▶ [Items]:
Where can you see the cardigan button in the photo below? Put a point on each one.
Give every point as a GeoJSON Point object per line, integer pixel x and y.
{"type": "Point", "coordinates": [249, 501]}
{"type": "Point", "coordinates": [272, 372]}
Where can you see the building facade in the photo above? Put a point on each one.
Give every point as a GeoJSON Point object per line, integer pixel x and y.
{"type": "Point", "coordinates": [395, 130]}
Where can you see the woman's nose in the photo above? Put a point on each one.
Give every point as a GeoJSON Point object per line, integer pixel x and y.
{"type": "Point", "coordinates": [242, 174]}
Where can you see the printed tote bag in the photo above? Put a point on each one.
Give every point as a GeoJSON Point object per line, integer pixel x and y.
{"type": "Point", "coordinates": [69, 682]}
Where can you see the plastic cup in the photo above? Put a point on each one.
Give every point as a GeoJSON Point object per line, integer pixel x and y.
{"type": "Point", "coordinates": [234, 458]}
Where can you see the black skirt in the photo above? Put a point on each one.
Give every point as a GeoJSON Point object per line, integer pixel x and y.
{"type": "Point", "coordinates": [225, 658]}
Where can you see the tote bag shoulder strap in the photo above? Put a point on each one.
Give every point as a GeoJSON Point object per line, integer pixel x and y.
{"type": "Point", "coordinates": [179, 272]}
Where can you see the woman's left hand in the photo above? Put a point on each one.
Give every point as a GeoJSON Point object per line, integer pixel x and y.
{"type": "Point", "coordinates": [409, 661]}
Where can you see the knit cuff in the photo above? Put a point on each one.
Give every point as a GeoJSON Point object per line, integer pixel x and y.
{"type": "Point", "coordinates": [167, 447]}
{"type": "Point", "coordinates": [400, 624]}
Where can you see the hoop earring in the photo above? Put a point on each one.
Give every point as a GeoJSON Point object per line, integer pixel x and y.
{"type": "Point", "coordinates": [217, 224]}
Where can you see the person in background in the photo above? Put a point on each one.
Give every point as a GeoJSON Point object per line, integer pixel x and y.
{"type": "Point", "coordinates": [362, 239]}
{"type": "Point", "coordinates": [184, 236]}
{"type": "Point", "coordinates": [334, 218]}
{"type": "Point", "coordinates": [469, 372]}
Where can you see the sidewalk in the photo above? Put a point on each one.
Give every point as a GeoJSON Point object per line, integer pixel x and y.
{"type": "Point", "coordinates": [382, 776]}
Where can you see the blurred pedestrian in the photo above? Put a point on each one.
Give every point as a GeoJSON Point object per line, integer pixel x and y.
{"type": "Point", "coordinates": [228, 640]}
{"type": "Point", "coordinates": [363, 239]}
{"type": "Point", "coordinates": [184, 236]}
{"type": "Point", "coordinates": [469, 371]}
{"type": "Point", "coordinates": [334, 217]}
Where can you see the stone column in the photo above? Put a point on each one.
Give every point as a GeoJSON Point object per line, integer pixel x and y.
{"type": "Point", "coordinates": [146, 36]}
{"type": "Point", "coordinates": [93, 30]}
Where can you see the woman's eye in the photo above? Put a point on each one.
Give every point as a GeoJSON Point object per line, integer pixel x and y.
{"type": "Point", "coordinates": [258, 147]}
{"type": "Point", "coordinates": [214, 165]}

▶ [Task description]: Extract all of the material exactly as it is written.

▶ [Problem solution]:
Where can you see the cardigan button in the photo below? Put a point on each one.
Give every point as a GeoJSON Point object per line, integer pixel x and y.
{"type": "Point", "coordinates": [249, 501]}
{"type": "Point", "coordinates": [272, 372]}
Where can you see the building facade in the photo above? Put a point on each one.
Give every point as a GeoJSON Point object per line, integer pixel x and y.
{"type": "Point", "coordinates": [395, 130]}
Where can you see the woman's nose in the photo above? Put a point on each one.
Give every point as a GeoJSON Point object per line, integer pixel x and y.
{"type": "Point", "coordinates": [242, 174]}
Where can you see the printed tote bag in the photo above? Put a point on each one.
Give every point as a GeoJSON Point object per line, integer pixel x and y.
{"type": "Point", "coordinates": [69, 682]}
Where can you see the plastic cup in the photo above? Put a point on each one.
Give every point as a GeoJSON Point object per line, integer pixel x and y.
{"type": "Point", "coordinates": [234, 458]}
Where can you see the black skirt in the photo above? Put a point on each one.
Give every point as a GeoJSON Point object per line, integer pixel x and y.
{"type": "Point", "coordinates": [225, 658]}
Where can you see the tote bag shoulder strap in the photo above? Put a point on each one.
Give every point as a GeoJSON Point object per line, integer pixel x and y.
{"type": "Point", "coordinates": [179, 272]}
Where can you see the woman's left hand in the photo above? Put a point on each one.
Give every point as a GeoJSON Point object per line, integer pixel x and y.
{"type": "Point", "coordinates": [409, 661]}
Where can you see the knit cuff in the photo above? Put a point on each one.
Give every point as a GeoJSON Point object per line, integer pixel x and y.
{"type": "Point", "coordinates": [167, 447]}
{"type": "Point", "coordinates": [400, 624]}
Where can you see the hoop earring in the photo above? Put a point on each one.
Give every point as a GeoJSON Point object per line, integer pixel x and y.
{"type": "Point", "coordinates": [217, 224]}
Where can you see the person in background in the photo above? Put a point on each one.
Give every point as a GeoJSON Point object per line, integer pixel x and y.
{"type": "Point", "coordinates": [362, 239]}
{"type": "Point", "coordinates": [184, 236]}
{"type": "Point", "coordinates": [334, 218]}
{"type": "Point", "coordinates": [469, 372]}
Where can you see the sidewalk in the photo above? Put a point on each one.
Give every point as a GeoJSON Point object per line, integer pixel x and y.
{"type": "Point", "coordinates": [382, 776]}
Where can you see the blurred pedestrian in the photo above? Put a point on each one.
Give every point as a GeoJSON Point object per line, integer pixel x and y.
{"type": "Point", "coordinates": [228, 640]}
{"type": "Point", "coordinates": [363, 239]}
{"type": "Point", "coordinates": [184, 236]}
{"type": "Point", "coordinates": [469, 371]}
{"type": "Point", "coordinates": [334, 217]}
Where can you see the stone column in the photo above? Put a point on each one.
Give every point as a GeoJSON Point object per line, integer pixel x and y.
{"type": "Point", "coordinates": [146, 36]}
{"type": "Point", "coordinates": [93, 30]}
Where can you see the woman's eye in the photo above? Put a point on each one.
Give every point as a GeoJSON Point object per line, integer pixel x and y.
{"type": "Point", "coordinates": [258, 147]}
{"type": "Point", "coordinates": [214, 165]}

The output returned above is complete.